[START]

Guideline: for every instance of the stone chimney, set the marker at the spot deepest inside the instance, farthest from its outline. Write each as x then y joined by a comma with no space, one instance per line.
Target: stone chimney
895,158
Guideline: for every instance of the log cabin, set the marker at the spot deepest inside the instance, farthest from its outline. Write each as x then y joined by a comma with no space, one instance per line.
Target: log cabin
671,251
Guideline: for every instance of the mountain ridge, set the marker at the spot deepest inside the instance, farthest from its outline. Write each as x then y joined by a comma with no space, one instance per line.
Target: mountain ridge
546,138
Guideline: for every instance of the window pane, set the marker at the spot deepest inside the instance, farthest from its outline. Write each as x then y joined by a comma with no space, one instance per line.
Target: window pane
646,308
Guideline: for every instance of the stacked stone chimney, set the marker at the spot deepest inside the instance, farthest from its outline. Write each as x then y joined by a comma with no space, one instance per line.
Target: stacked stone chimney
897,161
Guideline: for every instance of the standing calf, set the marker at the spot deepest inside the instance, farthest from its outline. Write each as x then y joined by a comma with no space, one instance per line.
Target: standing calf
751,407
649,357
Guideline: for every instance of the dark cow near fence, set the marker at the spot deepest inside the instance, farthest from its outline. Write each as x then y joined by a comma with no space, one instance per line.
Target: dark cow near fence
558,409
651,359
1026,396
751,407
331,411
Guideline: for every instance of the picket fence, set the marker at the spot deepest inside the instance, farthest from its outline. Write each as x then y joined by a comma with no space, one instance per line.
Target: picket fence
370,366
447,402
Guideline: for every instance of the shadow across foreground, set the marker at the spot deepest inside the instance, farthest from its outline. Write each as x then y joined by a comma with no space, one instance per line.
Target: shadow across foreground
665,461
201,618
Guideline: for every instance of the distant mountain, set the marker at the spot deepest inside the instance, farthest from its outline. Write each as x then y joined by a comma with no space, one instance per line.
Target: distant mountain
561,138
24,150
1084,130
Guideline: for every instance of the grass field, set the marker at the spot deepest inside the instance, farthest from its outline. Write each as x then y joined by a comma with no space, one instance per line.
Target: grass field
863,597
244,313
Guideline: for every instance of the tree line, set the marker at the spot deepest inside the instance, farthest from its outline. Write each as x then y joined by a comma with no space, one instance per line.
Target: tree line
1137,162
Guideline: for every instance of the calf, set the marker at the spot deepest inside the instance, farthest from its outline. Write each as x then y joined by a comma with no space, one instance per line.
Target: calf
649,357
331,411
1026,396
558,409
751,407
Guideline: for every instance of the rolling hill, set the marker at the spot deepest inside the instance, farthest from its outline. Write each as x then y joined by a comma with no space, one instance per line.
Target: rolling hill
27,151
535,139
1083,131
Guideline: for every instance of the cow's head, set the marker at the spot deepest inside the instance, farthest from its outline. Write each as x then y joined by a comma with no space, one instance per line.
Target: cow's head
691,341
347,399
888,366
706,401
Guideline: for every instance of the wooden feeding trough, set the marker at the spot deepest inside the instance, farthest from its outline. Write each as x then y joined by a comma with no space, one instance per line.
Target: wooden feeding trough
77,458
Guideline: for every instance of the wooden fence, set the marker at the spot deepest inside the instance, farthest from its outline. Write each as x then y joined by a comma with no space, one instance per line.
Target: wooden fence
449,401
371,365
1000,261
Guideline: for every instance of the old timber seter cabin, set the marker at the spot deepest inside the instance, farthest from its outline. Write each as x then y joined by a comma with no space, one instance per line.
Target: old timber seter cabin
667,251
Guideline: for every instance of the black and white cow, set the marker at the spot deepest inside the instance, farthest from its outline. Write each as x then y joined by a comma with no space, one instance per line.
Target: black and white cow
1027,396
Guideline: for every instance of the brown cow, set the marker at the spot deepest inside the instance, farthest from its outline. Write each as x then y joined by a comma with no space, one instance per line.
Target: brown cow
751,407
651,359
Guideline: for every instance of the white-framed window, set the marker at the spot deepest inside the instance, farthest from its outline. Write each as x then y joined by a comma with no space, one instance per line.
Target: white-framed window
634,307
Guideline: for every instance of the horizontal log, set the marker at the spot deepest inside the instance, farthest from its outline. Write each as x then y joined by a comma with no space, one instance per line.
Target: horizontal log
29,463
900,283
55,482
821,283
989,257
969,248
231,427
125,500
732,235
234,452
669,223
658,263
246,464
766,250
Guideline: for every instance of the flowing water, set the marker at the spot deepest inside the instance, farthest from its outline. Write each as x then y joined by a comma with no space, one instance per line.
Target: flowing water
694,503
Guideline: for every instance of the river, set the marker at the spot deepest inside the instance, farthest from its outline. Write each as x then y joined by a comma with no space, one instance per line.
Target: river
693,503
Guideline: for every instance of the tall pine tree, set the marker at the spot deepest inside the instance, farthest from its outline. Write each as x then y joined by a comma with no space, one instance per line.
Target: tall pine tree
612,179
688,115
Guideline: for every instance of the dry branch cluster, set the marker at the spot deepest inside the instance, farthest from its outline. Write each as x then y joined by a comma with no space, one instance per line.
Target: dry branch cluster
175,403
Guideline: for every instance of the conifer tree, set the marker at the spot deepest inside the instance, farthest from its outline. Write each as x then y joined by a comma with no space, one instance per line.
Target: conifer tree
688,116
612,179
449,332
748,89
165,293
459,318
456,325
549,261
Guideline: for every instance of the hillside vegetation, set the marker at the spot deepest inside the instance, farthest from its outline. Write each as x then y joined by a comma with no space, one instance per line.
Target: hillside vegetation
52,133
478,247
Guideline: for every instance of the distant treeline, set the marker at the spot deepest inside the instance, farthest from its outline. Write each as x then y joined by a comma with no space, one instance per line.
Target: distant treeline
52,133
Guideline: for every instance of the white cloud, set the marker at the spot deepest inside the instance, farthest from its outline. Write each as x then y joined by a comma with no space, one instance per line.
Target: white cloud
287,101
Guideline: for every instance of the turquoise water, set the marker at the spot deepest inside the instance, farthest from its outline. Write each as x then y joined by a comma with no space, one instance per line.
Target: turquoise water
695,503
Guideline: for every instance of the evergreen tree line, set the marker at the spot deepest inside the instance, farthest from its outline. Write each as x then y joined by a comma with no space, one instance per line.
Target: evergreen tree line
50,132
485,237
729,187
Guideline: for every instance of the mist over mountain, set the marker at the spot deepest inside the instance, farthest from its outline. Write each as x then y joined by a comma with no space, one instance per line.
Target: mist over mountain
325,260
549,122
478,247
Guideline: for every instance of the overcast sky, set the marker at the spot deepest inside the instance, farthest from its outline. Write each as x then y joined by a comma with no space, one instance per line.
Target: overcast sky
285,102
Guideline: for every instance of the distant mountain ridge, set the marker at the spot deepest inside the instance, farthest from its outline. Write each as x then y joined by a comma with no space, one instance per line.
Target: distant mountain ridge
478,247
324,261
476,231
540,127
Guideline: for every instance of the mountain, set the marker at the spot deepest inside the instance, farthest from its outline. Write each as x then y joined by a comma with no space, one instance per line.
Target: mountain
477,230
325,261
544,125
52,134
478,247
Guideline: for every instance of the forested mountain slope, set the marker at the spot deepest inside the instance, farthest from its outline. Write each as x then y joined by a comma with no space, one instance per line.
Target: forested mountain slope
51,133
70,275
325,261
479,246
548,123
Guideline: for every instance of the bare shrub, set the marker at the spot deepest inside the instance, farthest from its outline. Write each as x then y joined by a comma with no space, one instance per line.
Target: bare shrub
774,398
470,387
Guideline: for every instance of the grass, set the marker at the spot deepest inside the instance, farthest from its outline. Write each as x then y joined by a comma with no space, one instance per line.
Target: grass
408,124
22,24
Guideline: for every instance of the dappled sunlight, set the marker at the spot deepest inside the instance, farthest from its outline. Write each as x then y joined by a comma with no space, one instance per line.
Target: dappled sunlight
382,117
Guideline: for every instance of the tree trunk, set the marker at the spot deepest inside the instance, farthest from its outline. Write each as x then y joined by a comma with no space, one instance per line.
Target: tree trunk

[END]

— EXERCISE TASK —
Your task is to output all of the data above word for word.

— FULL ANSWER —
Guideline: for every instance of the stone chimney, set the marker at the spot deepest inside the instance, farthest from its outline. Write each as x then y joined by a comma with no space, one instance per line.
Target: stone chimney
895,158
Guideline: for every instance of the log cabin, set the marker at the spot deepest inside the instance, farthest from its outline. Write each as x then y joined by a comma with no space, one instance per line.
Target: log cabin
671,251
Guideline: for every instance of the mountain ridge, set the marker at the spot deepest inside the instance, farthest from its outline. Write each as x then y joined by a comma with no space, one instance per line.
Target: mountain ridge
546,138
Guideline: for every instance of the window pane, set the marker at the spot deepest inside the instance, farthest from its outline. Write each as x then y joined by a comma with no space, one instance per line.
Target: window pane
646,308
Guideline: for every instance of the stacked stone chimney, set the marker at the spot deepest inside the instance, farthest from its outline. Write each as x then y joined by a comma with no space, one instance per line.
Target: stacked stone chimney
897,161
Guideline: for every instance of the standing calf, set the marker at the spot deepest inside the instance, farthest from its outline. Write each as x then y joined by a comma with no space, one instance per line.
Target: standing calf
751,407
649,357
Guideline: for every instance of the dark cow near fence, set the marker at the spot deepest inside the instance, farthest from its outline. Write each as x then y joined by a comma with no space, one instance per line.
Target: dark cow near fence
558,409
651,359
1026,396
751,407
331,411
Guideline: for every instance of the picket fence, set the marker at the spot deepest inside the instance, farthest from its outline. Write each as x then y joined by a comma with no space, one instance per line.
Target: picket fence
370,366
447,402
Guideline: for every instance of the shadow across foreground, set the marker at the spot deepest inside the instance, farthest from its outline. Write each as x then y joined by a comma with no space, one instance per line.
Target: shadow across foreground
665,461
201,618
Guideline: for every instance of the distant mountain, set the marker at the spot deepest inside the instance, farthest from its outline. Write each as x then y joined by a comma with no space, one instance per line.
Target: distant mountain
561,138
24,150
1084,130
Guideline: for every instance of the grass field, set the marker at the spot deepest inside the instance, farthest from its outline. Write each as x then y joined by a comma with no space, one instance per line.
Target: grass field
863,597
244,313
Guideline: for every instance of the tree line, set the marker at the spot deepest inside the instance, farthest from its outline. Write each as x then y joined by a comma with no space, one instance per line.
Target: tree line
1137,162
Guideline: for every instance of the calf, set the marker at the spot deepest inside the instance, farthest from its outline. Write each as x then y joined by a comma with no space, one instance per line.
Target: calf
649,357
331,411
1026,396
558,409
751,407
Guideline: for every instance of the rolling hill, set the marker at the spot deepest inside the instance, farthest from its outline. Write each as x then y joined by a comma with no space, one instance per line.
Target: rolling hill
27,151
535,139
1083,131
Guideline: for every instance of the cow's head, set the marker at the spot deepest inside the instance, farthest from its outline. Write each as x then y joined by a comma with no space, one instance per line.
Target: cow's head
691,341
347,399
888,366
706,401
Guideline: for every instance of the wooden feeding trough, set the marker at the spot deepest inside the instance, farthest from its outline. Write each as x then y joined by a comma with no space, one instance per line.
Target: wooden feeding trough
77,458
Guideline: for every instance of the wooden fence, set the marker at the spot deepest inside the instance, farthest from its outline. Write each as x then y joined by a comma with no space, one instance per line.
Target: wooden fence
449,401
371,365
1000,261
Guideline: for every instance of the old timber seter cabin, set the marker at the spot deepest inside the instance, farthest from its outline. Write each as x then y joined by a comma with no space, one instance per line.
Target: old timber seter cabin
667,251
Guideline: for every instance of the black and white cow, set the marker at the spot deepest inside the instance, farthest from its outline. Write each as x then y joined by a comma with no space, one instance per line.
Target: black and white cow
1027,396
Guideline: for every instance of the brown cow, set the marker at the spot deepest inside the instance, farthest from its outline. Write each as x then y joined by a comma with no space, one instance per line.
Target: brown cow
751,407
651,359
Guideline: for every instance of the white-framed window, set the marker at the spot deepest inside the instance, farthest from its outline. Write each as x then y joined by a comma with no space, one instance per line.
Target: white-framed window
634,307
Guideline: for every instance of the horizontal log, set the marker at the spot deepest inside the instance, farthest from its outline. Write each as x then y joined by a comma with no space, one instance per line.
Target: horizontal log
29,463
900,283
55,482
821,283
989,257
969,248
231,427
125,500
732,235
234,452
669,223
658,263
246,464
766,250
Guideline: for every instance of the flowing water, set the marker at the spot deepest inside the instance, farthest from its outline. Write each as x then y joined by a comma with no space, one instance per line.
Target: flowing water
694,503
Guideline: for every instance of the river, set the marker at the spot deepest inside the instance, farthest from its outline. Write each as x then y joined by a comma with no space, one instance per line.
Target: river
693,503
Guideline: for every instance of the tall pine tree, set the marker at the spot deepest inside the instance, farthest from its outline. Write each as x then y joined by a comma with no space, one instance per line.
Target: tall pine tree
612,179
688,115
Guideline: for every instance of the dry branch cluster, set the marker at the spot deepest inside the instance, farthest from its outline. Write each as x then y joined by a comma with no space, one instance per line.
Target: dry branch cluster
175,403
Guideline: for every instance of the conifer tree, set the marker at the spot deepest inside the instance, farthest from its outline. Write each as x then y joined by a comma with no space, one instance per line.
Target: conifer tree
688,116
612,179
449,332
748,89
165,293
459,318
456,325
549,261
Guideline: for every instance of the hillside vegetation, set the marker at the spot deepest inside the instance, farthest from its outline. Write each as x then y joined by a comma with no space, one instance per line.
Target: hillside vegetation
52,133
478,247
Guideline: for every instance of the distant treeline, set the marker at the spot deepest inside the instance, farthest from its outline. Write each as x then y joined by a comma with no space, one instance per line.
Target: distant treeline
52,133
Guideline: for every instance of the white cloud, set the marker at the spot deepest inside the instance, farthest from its outline. Write each as x then y joined by a comma with no space, one instance per line.
Target: white cloud
287,101
Guideline: for every instance of the turquoise water, set the marker at the spot deepest inside the instance, farthest from its outline. Write each as x then y joined by a comma with no space, one instance per line.
Target: turquoise water
695,503
Guideline: for every instance of the evergreen tree line, set the marker at the spot deepest inside the instance, farthest from its outline. Write each as x then y joined by a comma with no space, one instance per line.
Target: evergreen tree line
50,132
485,237
729,187
Guideline: for every instance of the mist over mountain, set the marker at the spot deepest inside the instance, farthest from its outline. Write each as x then y joined by a comma with no space, one instance per line.
Target: mist over mountain
325,260
549,122
478,247
Guideline: for every instance of the overcast sky, set the marker at the spot deepest inside the instance, farthest from its outline. Write each as x then y joined by a comma with no space, one instance per line.
Target: overcast sky
285,102
Guideline: for every instance of the distant mountain ridge, set the marker at the spot deepest inside the instance, farthest from its outline. Write each as x then y joined by a comma with no space, one instance per line.
Target: distant mountain ridge
478,247
324,261
476,231
540,127
Guideline: for every instance of the mountain, set the marker at the spot deepest inside the instance, farthest from its outline. Write each as x then y joined by a comma with no space, one instance per line.
Target: mountain
477,230
325,261
544,125
52,134
478,247
Guideline: for every instance of the forested mountain slope, set the marker at the spot deepest inside the instance, farthest from its outline. Write each as x then y joined by a comma with no space, one instance per line.
Target: forested mountain slope
51,133
70,275
325,261
479,246
548,123
Guideline: for every instance of the bare shrub, set the marker at the spot deepest inside the instance, farthest from its outline. Write each as x then y joined by a comma with no space, one instance per line.
Target: bare shrub
774,398
470,387
Guideline: for every instance of the grass, set the marker at the spot deepest inside the instance, farthest from its outline. Write each as x then y joined by a comma with no space, one instance per line.
Target: grass
408,124
22,24
Guideline: for every instance of the dappled sunlight, set the marker at the spot deepest inside the instance, farthest from its outline. Write each as x then y joined by a comma with no space, one instance per line.
Target: dappled sunlight
382,117
Guideline: for every instance of the tree trunk, set the marker at the spot deepest inside the instance, farthest from its outline. Write each as x then y joined by a comma with no space, one instance per line.
Target: tree trunk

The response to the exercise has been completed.